* Description of the task
Please quote word for word everything in the material below, from the line containing "Where can you spot the glossy" down to the line containing "[[789, 58], [825, 128], [475, 60]]", with both of those lines included.

* Data extract
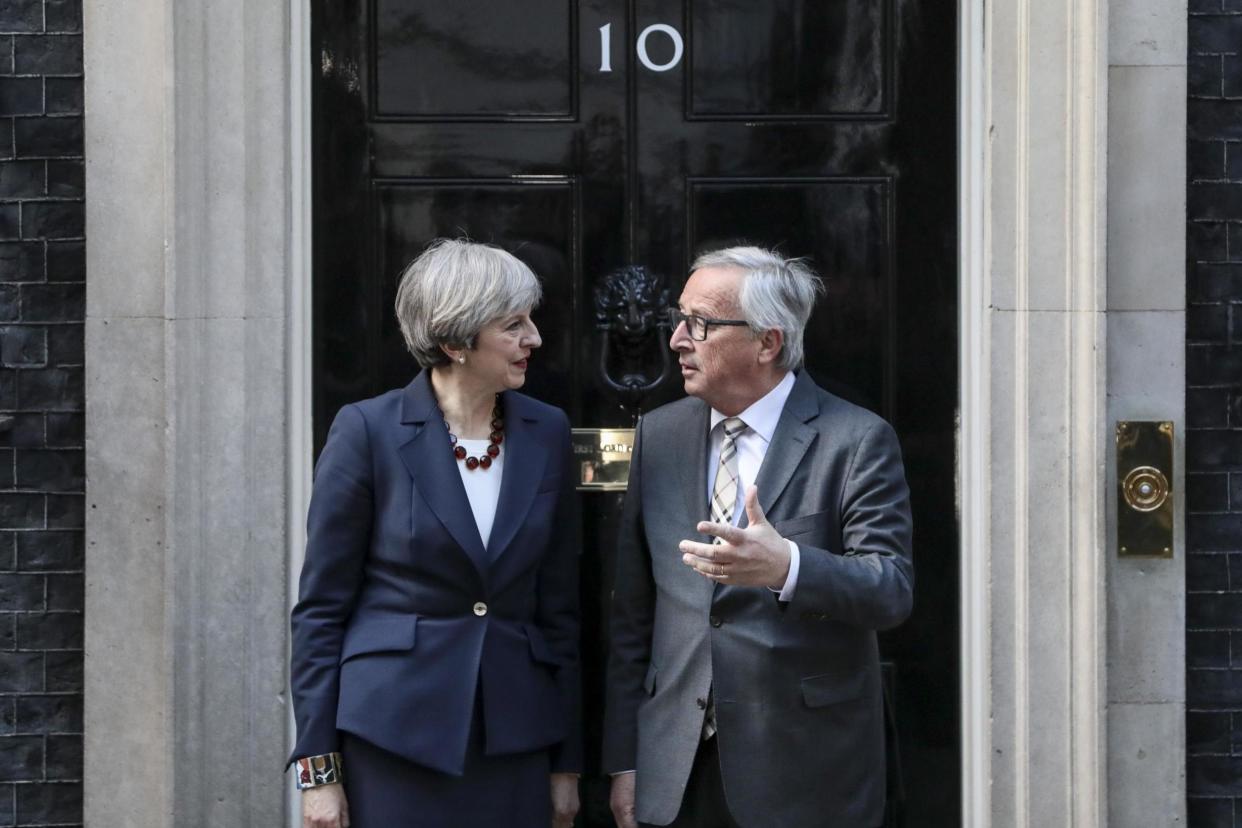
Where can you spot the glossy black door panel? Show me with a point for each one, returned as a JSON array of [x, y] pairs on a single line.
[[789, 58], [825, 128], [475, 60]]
* * *
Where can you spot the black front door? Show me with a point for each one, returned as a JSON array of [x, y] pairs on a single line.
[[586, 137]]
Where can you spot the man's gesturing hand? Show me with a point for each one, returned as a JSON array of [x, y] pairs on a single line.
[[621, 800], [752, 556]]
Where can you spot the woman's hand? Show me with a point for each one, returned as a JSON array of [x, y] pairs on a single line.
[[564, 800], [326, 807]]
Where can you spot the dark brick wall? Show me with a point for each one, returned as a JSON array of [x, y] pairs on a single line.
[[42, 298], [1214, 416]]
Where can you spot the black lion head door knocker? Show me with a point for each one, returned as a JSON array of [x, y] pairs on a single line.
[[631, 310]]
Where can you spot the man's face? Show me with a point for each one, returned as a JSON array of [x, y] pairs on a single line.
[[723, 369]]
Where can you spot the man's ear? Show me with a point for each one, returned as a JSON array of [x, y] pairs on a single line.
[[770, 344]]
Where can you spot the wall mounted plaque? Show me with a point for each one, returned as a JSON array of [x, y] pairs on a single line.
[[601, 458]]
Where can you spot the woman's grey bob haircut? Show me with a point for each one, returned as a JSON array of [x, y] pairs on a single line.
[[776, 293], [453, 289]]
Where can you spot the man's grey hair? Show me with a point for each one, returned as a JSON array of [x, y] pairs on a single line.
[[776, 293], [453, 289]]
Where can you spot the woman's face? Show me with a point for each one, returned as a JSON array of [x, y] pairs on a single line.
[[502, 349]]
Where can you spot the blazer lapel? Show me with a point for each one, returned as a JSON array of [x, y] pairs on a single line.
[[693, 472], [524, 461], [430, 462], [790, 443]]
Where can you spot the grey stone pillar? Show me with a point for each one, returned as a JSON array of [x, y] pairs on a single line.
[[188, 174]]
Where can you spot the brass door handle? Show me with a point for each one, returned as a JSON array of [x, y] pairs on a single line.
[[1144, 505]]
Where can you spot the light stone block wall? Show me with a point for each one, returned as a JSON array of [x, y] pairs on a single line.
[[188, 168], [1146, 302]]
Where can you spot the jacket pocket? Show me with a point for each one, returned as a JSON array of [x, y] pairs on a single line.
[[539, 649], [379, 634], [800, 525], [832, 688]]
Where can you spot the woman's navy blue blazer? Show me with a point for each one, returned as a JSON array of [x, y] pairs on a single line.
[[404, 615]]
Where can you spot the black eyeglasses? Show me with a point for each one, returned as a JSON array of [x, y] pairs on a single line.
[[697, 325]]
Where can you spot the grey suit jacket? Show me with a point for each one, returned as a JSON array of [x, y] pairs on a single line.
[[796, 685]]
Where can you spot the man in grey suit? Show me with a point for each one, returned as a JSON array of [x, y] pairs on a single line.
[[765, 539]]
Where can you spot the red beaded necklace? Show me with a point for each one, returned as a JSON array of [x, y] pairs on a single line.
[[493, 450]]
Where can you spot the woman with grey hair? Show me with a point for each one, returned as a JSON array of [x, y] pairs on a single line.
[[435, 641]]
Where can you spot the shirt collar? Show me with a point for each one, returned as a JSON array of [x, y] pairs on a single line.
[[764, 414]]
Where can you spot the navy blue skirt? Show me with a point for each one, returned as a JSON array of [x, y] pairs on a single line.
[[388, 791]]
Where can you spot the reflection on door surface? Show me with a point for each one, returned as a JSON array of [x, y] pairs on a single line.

* Answer to the task
Where can you spot the glossy black door panel? Show me with a point for each one, returned as a JSON array of [x, y] pairs on a single line.
[[789, 58], [825, 128], [475, 60]]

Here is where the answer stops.